The Neolithic Studies Group is a loose-knit collectivity of archaeologists, mainly from the British Isles and the Atlantic seaboard countries of Europe, with an interest in the Neolithic period. It was formed in the Spring of 1984, the first meeting being held in Cheltenham, Gloucestershire, UK. Since then, the Group has generally met twice a year: Spring and Autumn. The Autumn meetings are held in London and address a specific topical theme. Spring meetings are held outside London to examine at first hand the Neolithic remains of a defined area and consider recent research relevant to the region. Spring field meetings have included: western Ireland, south-east Scotland, eastern Scotland, north Wales, North Yorkshire and Humberside, Northumberland, Wessex, the Channel Islands, Sussex, Cambridge and Grimes Graves, Normandy, Isle of Mann, the Peak District, Caithness, Orkney and Brittany.
All the meetings depend for their success upon the efforts and enthusiasm of local organisers. The occasion of publishing this volume provides an appropriate opportunity to thank all those who have helped organise the Groups meetings in recent years.

Supplied information:
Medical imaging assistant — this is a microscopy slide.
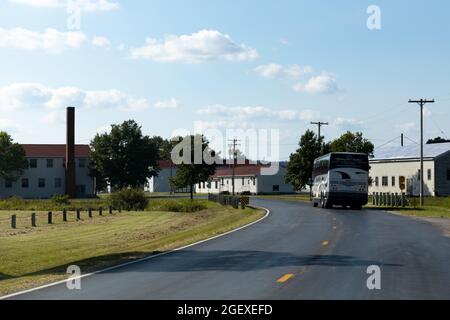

Direction A: Quote the stretch of the passage on the Neolithic Studies Group from "The Neolithic Studies" through "Orkney and Brittany.".
Direction B: Render this sentence from the passage on the Neolithic Studies Group into French: "Since then, the Group has generally met twice a year: Spring and Autumn."
The data that accompany the passage on the Neolithic Studies Group are separate material.

Exercise answer A:
The Neolithic Studies Group is a loose-knit collectivity of archaeologists, mainly from the British Isles and the Atlantic seaboard countries of Europe, with an interest in the Neolithic period. It was formed in the Spring of 1984, the first meeting being held in Cheltenham, Gloucestershire, UK. Since then, the Group has generally met twice a year: Spring and Autumn. The Autumn meetings are held in London and address a specific topical theme. Spring meetings are held outside London to examine at first hand the Neolithic remains of a defined area and consider recent research relevant to the region. Spring field meetings have included: western Ireland, south-east Scotland, eastern Scotland, north Wales, North Yorkshire and Humberside, Northumberland, Wessex, the Channel Islands, Sussex, Cambridge and Grimes Graves, Normandy, Isle of Mann, the Peak District, Caithness, Orkney and Brittany.

Exercise answer B: Depuis lors, le Groupe s'est généralement réuni deux fois par an : au printemps et à l'automne.